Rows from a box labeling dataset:

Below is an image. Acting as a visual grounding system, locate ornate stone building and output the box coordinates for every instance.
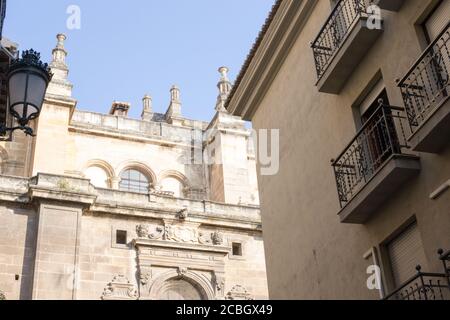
[0,34,268,300]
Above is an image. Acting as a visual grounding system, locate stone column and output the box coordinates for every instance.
[33,200,82,300]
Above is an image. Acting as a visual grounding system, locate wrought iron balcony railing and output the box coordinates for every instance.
[384,250,450,300]
[311,0,367,79]
[399,23,450,133]
[332,100,408,208]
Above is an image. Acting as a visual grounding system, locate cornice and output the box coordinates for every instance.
[226,0,318,120]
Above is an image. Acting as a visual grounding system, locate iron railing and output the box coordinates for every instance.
[311,0,367,79]
[399,23,450,133]
[384,249,450,300]
[332,99,408,208]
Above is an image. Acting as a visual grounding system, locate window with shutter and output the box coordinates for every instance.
[387,223,427,286]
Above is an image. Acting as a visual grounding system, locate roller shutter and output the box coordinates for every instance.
[388,224,427,286]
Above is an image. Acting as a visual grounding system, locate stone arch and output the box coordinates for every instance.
[117,161,158,186]
[149,270,215,300]
[158,170,191,197]
[0,147,8,174]
[83,159,116,188]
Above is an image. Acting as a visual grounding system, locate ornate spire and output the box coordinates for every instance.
[216,67,232,112]
[170,85,181,103]
[47,33,73,97]
[51,33,67,68]
[141,94,153,121]
[166,85,182,123]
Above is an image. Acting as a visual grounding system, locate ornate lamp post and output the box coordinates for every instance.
[0,49,52,136]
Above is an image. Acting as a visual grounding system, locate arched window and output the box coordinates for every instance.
[161,177,184,198]
[119,169,150,193]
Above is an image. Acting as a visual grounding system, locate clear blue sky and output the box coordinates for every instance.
[4,0,274,120]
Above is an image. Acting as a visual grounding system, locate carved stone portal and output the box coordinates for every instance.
[102,275,138,300]
[136,223,224,246]
[226,285,253,300]
[134,235,228,300]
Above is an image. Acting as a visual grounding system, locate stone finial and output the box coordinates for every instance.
[52,33,67,67]
[216,67,232,112]
[47,33,73,97]
[109,101,131,117]
[166,85,182,125]
[141,94,153,121]
[170,85,181,103]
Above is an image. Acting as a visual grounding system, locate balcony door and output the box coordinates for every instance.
[360,89,400,176]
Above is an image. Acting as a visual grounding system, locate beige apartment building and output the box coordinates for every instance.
[226,0,450,299]
[0,29,268,300]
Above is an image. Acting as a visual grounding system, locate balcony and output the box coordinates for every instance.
[384,249,450,300]
[399,24,450,153]
[332,101,421,224]
[372,0,405,12]
[312,0,383,94]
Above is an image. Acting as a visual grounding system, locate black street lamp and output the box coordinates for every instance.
[0,49,52,136]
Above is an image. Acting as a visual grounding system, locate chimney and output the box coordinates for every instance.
[109,101,131,117]
[166,85,183,125]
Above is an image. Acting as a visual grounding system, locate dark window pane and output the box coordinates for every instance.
[116,230,127,244]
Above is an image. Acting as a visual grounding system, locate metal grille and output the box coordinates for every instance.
[312,0,367,79]
[333,100,407,207]
[399,23,450,133]
[385,249,450,300]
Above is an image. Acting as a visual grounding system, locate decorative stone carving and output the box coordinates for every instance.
[177,208,189,220]
[211,231,223,246]
[178,267,188,277]
[214,276,225,299]
[140,272,152,286]
[198,232,212,245]
[149,227,164,240]
[226,285,253,300]
[136,224,149,238]
[165,225,198,243]
[136,225,164,240]
[136,224,224,246]
[102,275,138,300]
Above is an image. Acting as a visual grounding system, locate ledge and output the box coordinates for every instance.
[372,0,405,12]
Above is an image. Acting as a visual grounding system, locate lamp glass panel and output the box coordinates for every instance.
[8,72,27,105]
[27,74,47,115]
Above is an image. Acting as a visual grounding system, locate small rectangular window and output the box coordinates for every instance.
[116,230,127,245]
[233,242,242,257]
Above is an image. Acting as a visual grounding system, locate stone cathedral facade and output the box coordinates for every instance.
[0,34,268,300]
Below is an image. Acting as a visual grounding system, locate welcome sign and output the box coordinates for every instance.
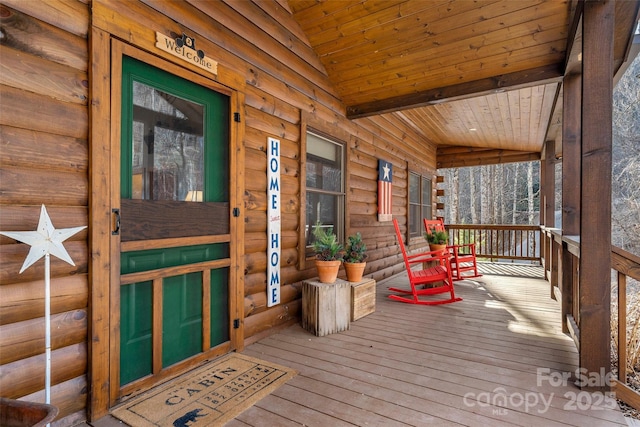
[156,32,218,74]
[267,138,282,307]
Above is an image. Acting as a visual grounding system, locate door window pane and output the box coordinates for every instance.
[131,81,204,202]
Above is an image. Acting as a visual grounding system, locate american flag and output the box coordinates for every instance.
[378,159,393,222]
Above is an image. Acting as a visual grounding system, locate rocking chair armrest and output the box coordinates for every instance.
[407,251,451,264]
[447,243,476,255]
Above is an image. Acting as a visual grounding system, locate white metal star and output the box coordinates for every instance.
[0,205,87,273]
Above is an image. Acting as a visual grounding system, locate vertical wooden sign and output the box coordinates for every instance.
[267,138,282,307]
[378,159,393,222]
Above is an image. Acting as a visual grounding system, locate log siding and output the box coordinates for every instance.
[0,0,436,425]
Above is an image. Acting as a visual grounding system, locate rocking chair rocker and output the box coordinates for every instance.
[389,219,462,305]
[424,218,482,280]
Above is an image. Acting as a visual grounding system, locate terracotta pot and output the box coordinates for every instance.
[316,259,342,283]
[344,262,367,282]
[429,243,447,251]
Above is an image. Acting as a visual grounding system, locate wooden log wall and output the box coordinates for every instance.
[0,0,436,424]
[0,0,89,424]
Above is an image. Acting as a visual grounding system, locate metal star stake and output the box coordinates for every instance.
[0,205,87,274]
[0,205,87,416]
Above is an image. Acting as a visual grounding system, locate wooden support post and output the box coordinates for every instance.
[542,140,556,228]
[579,0,615,390]
[560,74,582,333]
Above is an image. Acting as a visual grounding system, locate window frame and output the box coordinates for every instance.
[297,111,352,270]
[301,129,347,259]
[407,170,434,239]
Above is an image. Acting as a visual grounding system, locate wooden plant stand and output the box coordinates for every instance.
[351,279,376,322]
[302,278,351,337]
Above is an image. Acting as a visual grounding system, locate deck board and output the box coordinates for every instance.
[238,272,626,426]
[91,267,627,427]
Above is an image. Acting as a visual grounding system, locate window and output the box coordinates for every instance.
[409,172,432,237]
[305,132,345,254]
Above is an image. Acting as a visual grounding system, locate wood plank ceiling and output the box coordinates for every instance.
[288,0,638,167]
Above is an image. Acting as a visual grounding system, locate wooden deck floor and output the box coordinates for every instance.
[86,275,627,427]
[227,275,626,427]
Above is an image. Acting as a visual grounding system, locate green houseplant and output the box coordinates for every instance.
[344,232,367,282]
[311,222,343,283]
[424,228,449,251]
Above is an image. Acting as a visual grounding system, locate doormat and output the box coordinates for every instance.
[111,353,297,427]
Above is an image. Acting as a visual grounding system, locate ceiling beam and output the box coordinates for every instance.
[347,64,564,119]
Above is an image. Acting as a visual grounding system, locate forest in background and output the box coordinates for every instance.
[438,55,640,419]
[438,56,640,255]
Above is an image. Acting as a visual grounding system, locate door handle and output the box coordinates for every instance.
[111,209,120,236]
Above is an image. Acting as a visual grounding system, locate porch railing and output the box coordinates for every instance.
[543,229,640,409]
[445,224,541,263]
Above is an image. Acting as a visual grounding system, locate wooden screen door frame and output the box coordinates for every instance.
[108,39,244,407]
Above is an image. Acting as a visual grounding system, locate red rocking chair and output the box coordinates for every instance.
[424,218,482,280]
[389,219,462,305]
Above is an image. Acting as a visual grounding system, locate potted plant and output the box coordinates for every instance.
[344,232,367,282]
[312,222,343,283]
[424,228,449,251]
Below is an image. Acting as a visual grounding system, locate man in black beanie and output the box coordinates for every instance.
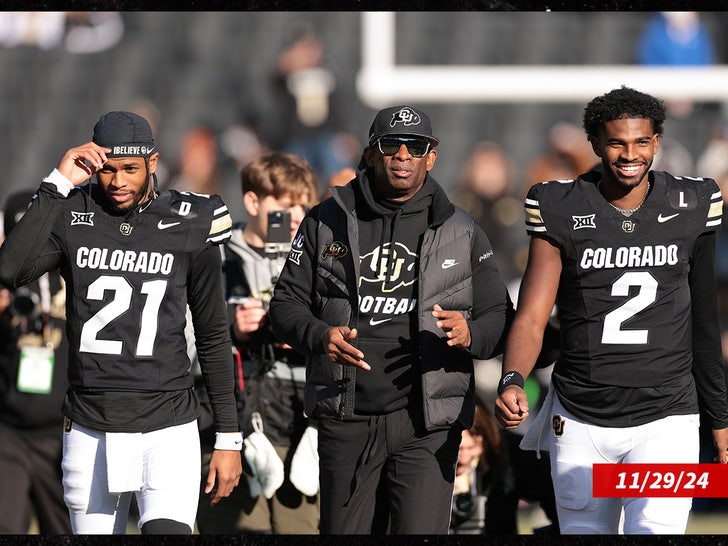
[0,112,242,534]
[270,106,513,534]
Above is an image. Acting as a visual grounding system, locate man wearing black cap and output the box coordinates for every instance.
[270,106,512,534]
[0,112,242,534]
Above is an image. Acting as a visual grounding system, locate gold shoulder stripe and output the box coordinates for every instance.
[209,213,233,235]
[526,207,543,224]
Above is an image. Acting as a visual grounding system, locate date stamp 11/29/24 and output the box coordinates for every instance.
[592,463,728,497]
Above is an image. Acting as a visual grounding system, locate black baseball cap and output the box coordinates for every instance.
[369,105,440,148]
[92,112,155,157]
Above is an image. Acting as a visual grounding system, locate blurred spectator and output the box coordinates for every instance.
[267,22,361,191]
[197,152,319,534]
[321,167,356,201]
[0,191,71,535]
[220,123,269,172]
[165,125,220,194]
[636,11,716,118]
[0,11,124,53]
[64,11,124,53]
[165,124,243,218]
[124,97,169,187]
[521,121,598,197]
[451,141,528,283]
[637,11,715,66]
[652,136,695,176]
[695,119,728,180]
[450,402,506,535]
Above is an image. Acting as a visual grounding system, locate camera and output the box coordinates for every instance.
[452,492,477,521]
[265,210,291,256]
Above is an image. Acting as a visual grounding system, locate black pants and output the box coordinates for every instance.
[0,423,71,535]
[318,408,462,535]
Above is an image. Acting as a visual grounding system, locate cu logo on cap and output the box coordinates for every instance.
[321,241,349,260]
[389,107,420,127]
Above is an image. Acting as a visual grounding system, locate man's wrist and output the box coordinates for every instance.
[498,371,526,396]
[214,432,243,451]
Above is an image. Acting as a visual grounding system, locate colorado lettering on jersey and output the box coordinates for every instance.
[579,245,679,269]
[76,246,174,275]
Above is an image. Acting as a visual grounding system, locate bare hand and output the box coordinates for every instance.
[235,298,268,341]
[323,326,372,371]
[713,428,728,464]
[57,142,111,186]
[495,385,528,428]
[432,304,471,349]
[205,449,243,506]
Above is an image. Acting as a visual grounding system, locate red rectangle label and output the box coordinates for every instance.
[592,463,728,497]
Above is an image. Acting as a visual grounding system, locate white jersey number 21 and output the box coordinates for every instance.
[79,275,167,356]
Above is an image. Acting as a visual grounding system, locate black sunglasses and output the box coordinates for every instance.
[377,137,430,157]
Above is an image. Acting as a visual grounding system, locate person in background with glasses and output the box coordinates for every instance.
[270,106,513,534]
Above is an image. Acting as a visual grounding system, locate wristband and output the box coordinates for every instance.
[43,168,73,197]
[215,432,243,451]
[498,371,525,396]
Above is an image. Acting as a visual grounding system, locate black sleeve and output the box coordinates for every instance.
[270,207,329,355]
[468,226,514,359]
[0,182,65,289]
[688,233,728,429]
[187,246,240,432]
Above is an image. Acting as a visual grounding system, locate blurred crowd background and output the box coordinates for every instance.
[0,11,728,532]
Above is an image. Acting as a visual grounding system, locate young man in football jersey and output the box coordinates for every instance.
[270,106,512,534]
[0,112,242,534]
[495,87,728,534]
[197,151,319,535]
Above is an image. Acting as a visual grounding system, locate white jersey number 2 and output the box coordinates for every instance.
[79,275,167,356]
[602,271,657,345]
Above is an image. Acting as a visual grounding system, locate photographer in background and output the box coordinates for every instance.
[0,191,71,535]
[197,152,319,534]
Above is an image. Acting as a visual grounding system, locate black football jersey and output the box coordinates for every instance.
[526,171,723,426]
[0,183,237,432]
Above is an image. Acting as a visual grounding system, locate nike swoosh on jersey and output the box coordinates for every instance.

» GIVEN EXERCISE:
Print the lines from the beginning of the rows through the line containing "[33,200,82,300]", keeping each one unchanged. Omit the pictures.

» IN RESPONSE:
Below is an image. Acting as a visual grounding system, locate ornate stone building and output the box coordinates for every instance.
[0,34,268,300]
Above is an image. Acting as a visual grounding system, locate stone column and output the box coordinates for every instance.
[33,200,82,300]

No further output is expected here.